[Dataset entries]

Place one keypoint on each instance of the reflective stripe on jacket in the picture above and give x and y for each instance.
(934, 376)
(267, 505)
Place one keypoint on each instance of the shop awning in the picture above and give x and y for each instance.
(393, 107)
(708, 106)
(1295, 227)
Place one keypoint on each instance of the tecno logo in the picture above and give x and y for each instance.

**TASK INSTRUCTIONS**
Return exactly what appears in the records from the line with "Place one keypoint on each instance of the shop" through the final line, and nothing else.

**RESPONSE TO THIS TASK**
Place one keypoint on each instance of the shop awning in the picture above and give x and y for each instance.
(393, 107)
(708, 106)
(1295, 227)
Place one keypoint on each instance of the tecno logo in the picture above and give x and y for each instance.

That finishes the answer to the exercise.